*Written instruction a*. Rewrite everything from "# MAPD mod." down to "for live monitoring." in the cosmic ray project notebook below, putting "web page" in place of "dashboard".

*Excerpted passage*.
--- Start ---

# MAPD mod. B - Final Project
##  Streaming processing of cosmic rays using Drift Tubes detectors

The goal of this project is to reproduce a real-time processing of real data collected in a particle physics detector and publish the results in a
dashboard for live monitoring.

### Students:
    - Aidin Attar - 2048654
    - Ema Baci - 2050726
    - Mariam Hergnyan - 2040478

## Computation

In [1]:
import time
import findspark
import pyspark
import json

import numpy  as np
import pandas as pd

from kafka                import KafkaProducer
from kafka.admin          import KafkaAdminClient, NewTopic
 
from pyspark.sql           import functions as F
from pyspark.sql           import SparkSession
from pyspark.streaming     import StreamingContext
from pyspark.sql.types     import StructField, StructType, DoubleType, IntegerType
from pyspark.sql.functions import from_json, col, when, count, struct, collect_list
from pyspark               import SparkConf, SparkContext
from pyspark.sql.types     import StringType 

### Spark setup

In [2]:
#initialize all the required variables
findspark.init('/usr/local/spark')

In [3]:
#start session - specify port, application name, and configuration settings.

spark = SparkSession.builder\
        .master("spark://pd-master:7077")\
        .appName("Project_CosmicRays_Dashboard_application")\
        .config("spark.sql.execution.arrow.pyspark.enabled", "true")\
        .config("spark.sql.execution.arrow.pyspark.fallback.enabled", "false")\
        .config("spark.sql.streaming.forceDeleteTempCheckpointLocation", "true")\
        .config("spark.jars.packages","org.apache.spark:spark-sql-kafka-0-10_2.12:3.1.2")\
        .config("spark.ui.port", "4041")\
        .getOrCreate()

# default parallelism
#spark.conf.set("spark.sql.shuffle.partitions", spark.sparkContext.defaultParallelism)

--- End ---

*Written instruction b*. Which lines of the rows below contain the string "wire"? Copy each such line, treating case as significant.

*Dataset entries*.
--- Start ---

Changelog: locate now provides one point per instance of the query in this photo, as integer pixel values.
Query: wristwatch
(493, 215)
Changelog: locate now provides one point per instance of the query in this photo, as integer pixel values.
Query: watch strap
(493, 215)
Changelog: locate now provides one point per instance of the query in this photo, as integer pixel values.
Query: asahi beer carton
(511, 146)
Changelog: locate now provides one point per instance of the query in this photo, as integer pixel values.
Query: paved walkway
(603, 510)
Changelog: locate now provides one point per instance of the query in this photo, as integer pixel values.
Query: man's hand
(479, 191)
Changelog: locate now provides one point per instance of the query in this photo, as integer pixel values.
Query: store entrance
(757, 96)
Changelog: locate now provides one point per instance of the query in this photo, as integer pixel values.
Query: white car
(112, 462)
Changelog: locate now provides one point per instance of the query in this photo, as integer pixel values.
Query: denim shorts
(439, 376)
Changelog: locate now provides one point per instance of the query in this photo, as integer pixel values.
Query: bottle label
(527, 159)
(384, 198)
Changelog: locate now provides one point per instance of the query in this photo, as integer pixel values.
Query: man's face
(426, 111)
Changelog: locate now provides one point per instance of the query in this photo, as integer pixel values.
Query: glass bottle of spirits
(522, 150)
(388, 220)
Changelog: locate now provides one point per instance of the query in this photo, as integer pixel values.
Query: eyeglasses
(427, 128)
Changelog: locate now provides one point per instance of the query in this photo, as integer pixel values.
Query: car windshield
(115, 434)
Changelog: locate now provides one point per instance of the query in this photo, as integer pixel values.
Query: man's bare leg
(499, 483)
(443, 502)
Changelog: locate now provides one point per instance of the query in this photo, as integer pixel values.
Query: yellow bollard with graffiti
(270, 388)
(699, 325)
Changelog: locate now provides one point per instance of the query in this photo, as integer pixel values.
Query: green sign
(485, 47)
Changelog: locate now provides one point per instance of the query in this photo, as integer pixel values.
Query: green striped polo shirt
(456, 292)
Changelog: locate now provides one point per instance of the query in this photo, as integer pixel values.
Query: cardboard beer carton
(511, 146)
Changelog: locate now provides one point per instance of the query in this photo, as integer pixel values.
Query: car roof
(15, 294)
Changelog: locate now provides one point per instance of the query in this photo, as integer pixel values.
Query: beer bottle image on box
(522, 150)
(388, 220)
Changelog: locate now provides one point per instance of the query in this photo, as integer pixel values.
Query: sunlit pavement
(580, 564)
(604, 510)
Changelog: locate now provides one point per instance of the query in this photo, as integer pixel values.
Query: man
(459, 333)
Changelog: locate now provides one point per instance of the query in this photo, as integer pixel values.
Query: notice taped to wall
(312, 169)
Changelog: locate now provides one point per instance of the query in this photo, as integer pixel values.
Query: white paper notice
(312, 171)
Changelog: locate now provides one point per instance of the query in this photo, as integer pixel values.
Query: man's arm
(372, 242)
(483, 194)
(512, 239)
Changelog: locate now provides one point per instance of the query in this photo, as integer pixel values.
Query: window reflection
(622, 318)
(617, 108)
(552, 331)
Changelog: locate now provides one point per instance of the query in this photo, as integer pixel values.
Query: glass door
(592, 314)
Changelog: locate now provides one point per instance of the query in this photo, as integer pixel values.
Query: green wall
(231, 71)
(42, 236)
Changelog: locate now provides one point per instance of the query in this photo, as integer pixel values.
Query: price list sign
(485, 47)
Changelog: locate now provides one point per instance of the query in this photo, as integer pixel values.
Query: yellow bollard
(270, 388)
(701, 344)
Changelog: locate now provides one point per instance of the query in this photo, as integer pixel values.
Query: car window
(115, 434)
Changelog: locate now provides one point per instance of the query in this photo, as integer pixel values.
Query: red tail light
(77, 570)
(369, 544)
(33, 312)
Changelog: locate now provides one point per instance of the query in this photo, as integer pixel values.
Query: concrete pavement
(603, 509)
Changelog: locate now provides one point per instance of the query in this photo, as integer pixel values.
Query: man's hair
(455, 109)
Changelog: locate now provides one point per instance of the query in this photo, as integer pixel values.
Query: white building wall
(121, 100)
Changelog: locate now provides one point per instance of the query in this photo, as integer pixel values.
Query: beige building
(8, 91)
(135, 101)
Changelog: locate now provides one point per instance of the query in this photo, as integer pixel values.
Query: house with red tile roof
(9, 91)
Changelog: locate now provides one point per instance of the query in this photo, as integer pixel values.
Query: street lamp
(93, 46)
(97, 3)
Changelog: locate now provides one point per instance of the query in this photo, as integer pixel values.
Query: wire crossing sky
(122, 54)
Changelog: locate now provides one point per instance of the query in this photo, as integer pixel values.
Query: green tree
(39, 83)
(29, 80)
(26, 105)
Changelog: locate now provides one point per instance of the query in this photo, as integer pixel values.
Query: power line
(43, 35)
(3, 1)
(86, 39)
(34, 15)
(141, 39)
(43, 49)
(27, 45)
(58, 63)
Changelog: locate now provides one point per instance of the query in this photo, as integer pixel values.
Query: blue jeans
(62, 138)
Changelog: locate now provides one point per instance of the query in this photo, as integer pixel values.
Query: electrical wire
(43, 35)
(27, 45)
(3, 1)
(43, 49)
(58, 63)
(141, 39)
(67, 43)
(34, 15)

--- End ---
--- Start ---

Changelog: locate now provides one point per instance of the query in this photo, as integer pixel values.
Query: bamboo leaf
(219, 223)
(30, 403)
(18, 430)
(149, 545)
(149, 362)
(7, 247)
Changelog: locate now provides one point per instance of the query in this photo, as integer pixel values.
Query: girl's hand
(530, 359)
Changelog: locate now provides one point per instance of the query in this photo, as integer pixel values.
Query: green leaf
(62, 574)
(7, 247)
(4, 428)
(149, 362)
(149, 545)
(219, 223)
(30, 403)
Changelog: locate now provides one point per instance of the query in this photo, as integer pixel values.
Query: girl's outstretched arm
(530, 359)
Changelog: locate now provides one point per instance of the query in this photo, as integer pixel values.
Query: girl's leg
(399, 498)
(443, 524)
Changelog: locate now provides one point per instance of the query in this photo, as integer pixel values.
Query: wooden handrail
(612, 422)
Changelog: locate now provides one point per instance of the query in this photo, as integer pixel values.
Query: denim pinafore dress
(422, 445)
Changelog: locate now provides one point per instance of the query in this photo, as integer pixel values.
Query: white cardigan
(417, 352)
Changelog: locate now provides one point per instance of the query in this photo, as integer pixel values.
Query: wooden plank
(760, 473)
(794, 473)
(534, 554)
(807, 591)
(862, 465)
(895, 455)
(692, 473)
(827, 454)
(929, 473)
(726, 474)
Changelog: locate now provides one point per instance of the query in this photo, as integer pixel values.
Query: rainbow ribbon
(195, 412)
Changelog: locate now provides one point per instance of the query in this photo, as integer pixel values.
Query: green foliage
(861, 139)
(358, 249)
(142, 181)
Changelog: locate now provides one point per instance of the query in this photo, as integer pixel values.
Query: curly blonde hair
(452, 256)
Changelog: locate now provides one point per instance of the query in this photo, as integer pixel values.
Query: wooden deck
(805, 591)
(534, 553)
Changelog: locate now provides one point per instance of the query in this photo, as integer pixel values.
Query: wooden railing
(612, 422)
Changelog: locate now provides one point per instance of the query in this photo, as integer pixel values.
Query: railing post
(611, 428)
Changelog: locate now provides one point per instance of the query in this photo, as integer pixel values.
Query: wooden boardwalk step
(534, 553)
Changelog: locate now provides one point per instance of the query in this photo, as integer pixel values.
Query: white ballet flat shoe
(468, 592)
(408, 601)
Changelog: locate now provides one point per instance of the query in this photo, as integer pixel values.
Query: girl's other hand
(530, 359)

--- End ---
--- Start ---

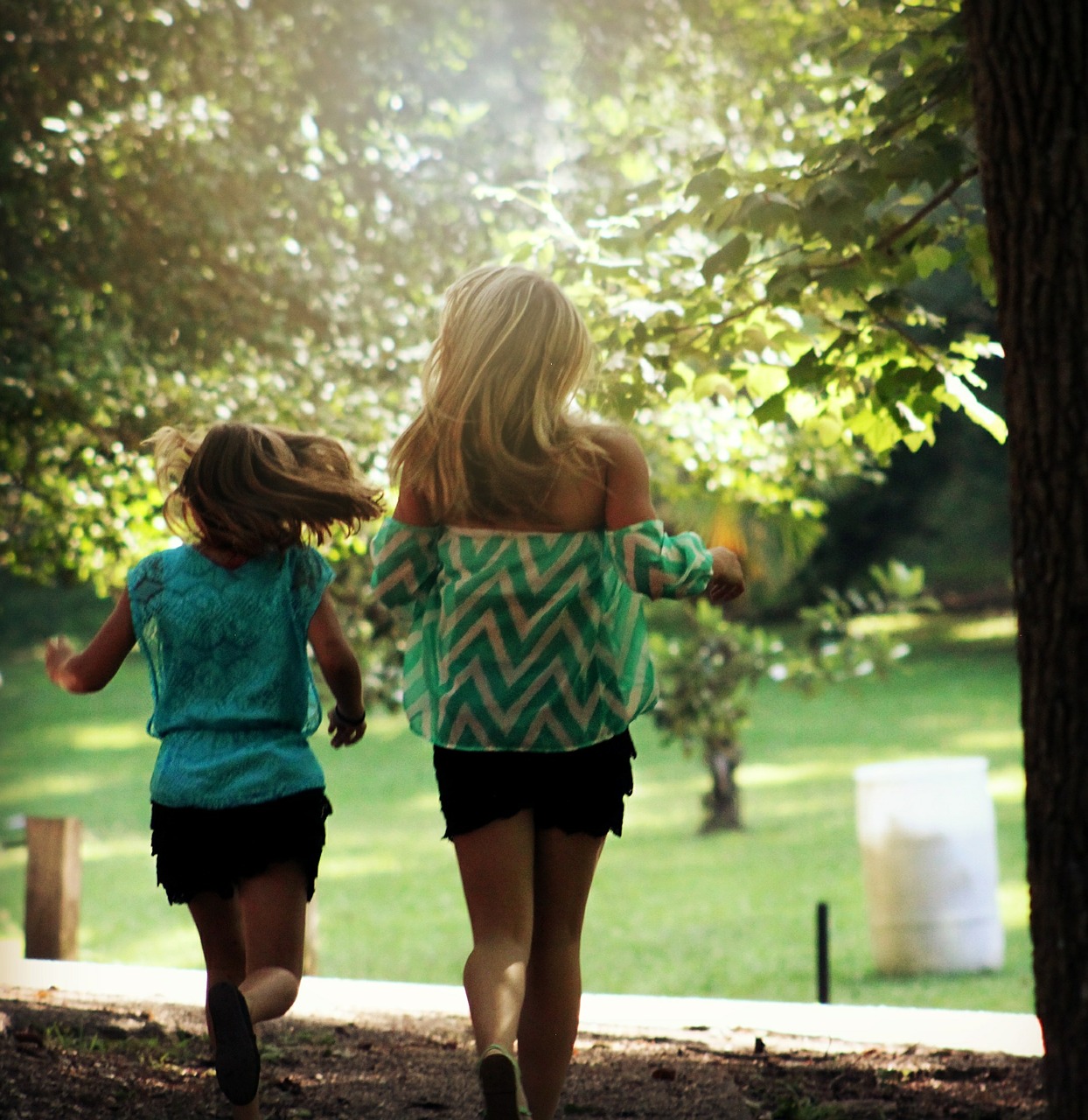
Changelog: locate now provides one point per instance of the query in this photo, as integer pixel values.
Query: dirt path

--- End ---

*Full response a*.
# MAPD mod. B - Final Project
##  Streaming processing of cosmic rays using Drift Tubes detectors

The goal of this project is to reproduce a real-time processing of real data collected in a particle physics detector and publish the results in a
web page for live monitoring.

*Full response b*.
Query: wire crossing sky
Query: electrical wire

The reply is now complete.